• [PROBLEM TO SOLVE] Copy the data below word for word, starting at its first line and ending with the line that contains "(1011, 813)". Include both of those lines.

____________

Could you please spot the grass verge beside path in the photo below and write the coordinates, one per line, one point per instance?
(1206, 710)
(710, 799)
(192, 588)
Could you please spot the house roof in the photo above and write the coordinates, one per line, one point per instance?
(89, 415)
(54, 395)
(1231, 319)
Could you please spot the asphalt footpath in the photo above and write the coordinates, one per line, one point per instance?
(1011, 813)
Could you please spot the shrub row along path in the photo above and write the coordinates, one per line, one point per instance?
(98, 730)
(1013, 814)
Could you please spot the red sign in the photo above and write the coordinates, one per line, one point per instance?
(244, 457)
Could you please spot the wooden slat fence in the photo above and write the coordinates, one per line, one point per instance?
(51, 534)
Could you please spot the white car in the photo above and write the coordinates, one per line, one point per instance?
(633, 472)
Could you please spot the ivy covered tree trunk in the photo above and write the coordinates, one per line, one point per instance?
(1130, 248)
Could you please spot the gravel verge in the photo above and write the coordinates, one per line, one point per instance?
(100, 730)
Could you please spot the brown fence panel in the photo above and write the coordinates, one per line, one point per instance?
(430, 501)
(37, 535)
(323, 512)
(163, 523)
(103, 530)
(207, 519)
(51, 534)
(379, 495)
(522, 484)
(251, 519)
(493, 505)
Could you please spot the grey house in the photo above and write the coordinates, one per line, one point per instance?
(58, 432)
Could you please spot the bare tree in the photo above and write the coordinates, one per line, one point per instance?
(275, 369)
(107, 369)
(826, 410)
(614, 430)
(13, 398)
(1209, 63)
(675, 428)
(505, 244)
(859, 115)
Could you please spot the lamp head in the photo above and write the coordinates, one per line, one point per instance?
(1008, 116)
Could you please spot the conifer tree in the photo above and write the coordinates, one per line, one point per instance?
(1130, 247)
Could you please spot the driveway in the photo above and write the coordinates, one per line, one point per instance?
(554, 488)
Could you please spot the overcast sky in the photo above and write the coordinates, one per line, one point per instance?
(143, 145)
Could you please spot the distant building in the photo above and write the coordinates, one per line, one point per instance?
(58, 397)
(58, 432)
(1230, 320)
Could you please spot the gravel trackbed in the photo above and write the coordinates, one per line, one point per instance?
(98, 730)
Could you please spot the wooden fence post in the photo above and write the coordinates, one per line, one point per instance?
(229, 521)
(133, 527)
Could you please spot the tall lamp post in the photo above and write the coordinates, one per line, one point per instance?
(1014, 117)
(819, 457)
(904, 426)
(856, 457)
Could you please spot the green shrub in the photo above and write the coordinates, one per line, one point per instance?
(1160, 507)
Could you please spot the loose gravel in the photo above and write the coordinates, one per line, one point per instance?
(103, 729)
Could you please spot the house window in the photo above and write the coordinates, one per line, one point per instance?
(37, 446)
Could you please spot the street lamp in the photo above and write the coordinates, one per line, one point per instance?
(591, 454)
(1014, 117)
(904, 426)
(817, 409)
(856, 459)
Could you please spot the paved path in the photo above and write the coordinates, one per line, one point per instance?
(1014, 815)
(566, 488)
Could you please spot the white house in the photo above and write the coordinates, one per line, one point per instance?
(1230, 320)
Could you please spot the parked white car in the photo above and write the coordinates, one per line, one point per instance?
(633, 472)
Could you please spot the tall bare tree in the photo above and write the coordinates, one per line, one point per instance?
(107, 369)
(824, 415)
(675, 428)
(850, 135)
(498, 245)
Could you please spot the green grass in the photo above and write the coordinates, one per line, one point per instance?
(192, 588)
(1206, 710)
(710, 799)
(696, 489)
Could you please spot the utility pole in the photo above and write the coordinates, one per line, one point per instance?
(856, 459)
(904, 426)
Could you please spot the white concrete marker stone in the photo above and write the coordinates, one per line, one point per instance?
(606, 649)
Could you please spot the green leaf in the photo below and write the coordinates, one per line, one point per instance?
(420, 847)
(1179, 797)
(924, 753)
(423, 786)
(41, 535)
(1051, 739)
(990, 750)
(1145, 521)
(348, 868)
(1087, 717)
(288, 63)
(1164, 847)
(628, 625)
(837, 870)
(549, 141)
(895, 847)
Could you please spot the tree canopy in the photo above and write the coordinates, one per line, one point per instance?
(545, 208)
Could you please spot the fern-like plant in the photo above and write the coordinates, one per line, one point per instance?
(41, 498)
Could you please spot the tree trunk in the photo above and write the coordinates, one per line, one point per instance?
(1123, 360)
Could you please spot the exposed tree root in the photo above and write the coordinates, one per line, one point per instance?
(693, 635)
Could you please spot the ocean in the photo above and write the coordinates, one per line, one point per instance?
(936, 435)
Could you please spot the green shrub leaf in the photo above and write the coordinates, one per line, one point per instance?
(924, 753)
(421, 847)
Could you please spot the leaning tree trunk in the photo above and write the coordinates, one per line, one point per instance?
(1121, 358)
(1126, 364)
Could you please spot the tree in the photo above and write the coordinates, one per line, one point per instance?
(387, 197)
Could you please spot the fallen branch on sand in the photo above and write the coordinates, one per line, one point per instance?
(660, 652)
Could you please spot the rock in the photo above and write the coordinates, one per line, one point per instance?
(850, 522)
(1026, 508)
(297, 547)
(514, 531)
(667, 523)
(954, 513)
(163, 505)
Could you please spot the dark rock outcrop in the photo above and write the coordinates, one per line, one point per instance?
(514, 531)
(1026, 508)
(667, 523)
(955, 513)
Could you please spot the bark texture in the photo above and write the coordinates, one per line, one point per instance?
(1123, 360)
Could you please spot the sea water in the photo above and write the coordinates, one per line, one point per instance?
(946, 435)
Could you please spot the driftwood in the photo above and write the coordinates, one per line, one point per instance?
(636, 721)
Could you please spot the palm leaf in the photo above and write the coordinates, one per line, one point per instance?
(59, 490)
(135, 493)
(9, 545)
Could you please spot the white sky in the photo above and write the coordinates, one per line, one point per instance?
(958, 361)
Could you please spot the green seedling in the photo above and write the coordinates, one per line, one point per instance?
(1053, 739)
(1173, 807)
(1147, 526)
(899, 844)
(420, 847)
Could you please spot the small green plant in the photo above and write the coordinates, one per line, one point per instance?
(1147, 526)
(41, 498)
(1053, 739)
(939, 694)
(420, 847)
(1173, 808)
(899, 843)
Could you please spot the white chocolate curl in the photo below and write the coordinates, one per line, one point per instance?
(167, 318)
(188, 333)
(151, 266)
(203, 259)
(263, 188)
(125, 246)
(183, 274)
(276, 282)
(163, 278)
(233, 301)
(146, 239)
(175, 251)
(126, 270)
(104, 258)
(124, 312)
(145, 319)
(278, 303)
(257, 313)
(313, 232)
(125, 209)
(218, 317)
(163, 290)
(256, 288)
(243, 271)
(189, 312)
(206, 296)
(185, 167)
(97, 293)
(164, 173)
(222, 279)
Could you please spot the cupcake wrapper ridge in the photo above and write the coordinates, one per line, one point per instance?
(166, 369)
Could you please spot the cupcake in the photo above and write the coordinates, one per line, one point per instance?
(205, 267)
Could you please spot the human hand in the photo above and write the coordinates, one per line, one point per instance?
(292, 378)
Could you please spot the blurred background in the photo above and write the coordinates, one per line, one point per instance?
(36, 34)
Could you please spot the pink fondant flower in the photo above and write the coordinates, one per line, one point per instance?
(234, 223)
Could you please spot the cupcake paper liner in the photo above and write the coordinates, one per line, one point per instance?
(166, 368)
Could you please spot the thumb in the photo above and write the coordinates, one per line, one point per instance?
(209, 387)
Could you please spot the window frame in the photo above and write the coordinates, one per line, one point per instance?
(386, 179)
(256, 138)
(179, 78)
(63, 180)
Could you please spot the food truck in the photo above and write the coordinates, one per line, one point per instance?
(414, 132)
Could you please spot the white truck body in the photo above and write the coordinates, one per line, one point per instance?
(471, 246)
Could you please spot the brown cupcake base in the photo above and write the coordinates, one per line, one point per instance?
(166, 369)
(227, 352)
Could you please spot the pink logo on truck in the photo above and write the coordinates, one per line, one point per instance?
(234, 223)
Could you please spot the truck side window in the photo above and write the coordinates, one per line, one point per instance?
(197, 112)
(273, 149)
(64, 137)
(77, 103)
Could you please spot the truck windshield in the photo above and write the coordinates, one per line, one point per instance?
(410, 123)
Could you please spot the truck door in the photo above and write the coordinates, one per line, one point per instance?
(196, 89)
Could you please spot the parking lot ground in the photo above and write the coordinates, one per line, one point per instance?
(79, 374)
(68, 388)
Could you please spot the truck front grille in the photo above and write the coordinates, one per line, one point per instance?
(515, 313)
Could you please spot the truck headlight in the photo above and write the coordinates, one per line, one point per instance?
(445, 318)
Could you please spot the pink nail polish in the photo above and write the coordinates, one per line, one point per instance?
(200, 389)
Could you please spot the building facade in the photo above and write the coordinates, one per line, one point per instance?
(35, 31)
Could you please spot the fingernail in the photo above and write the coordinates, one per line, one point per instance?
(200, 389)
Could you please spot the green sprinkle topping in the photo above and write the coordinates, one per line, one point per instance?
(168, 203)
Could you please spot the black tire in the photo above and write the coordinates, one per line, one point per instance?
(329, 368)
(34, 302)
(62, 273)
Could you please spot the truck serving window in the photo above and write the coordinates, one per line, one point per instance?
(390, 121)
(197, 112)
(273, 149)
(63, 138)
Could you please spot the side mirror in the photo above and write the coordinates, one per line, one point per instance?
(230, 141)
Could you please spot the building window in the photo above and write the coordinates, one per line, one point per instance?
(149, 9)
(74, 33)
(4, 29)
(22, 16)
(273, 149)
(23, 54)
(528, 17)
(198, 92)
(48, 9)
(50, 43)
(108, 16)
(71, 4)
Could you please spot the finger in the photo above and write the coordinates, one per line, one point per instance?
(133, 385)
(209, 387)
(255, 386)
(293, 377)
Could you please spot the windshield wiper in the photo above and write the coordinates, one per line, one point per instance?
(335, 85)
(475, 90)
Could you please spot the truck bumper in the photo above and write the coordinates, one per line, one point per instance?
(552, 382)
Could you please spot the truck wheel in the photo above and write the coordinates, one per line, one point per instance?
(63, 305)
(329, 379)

____________

• [RESULT]
Could you please spot the grass verge beside path in the photo below and write the coordinates, one per line, one point per instance?
(1206, 710)
(710, 799)
(192, 588)
Could you please spot the house roof in the photo above and write the coordinates, one per line, one point per instance?
(89, 415)
(54, 395)
(1231, 319)
Could you please spot the asphalt footpath in the photo above and write the coordinates, one per line, one point per instance?
(1011, 813)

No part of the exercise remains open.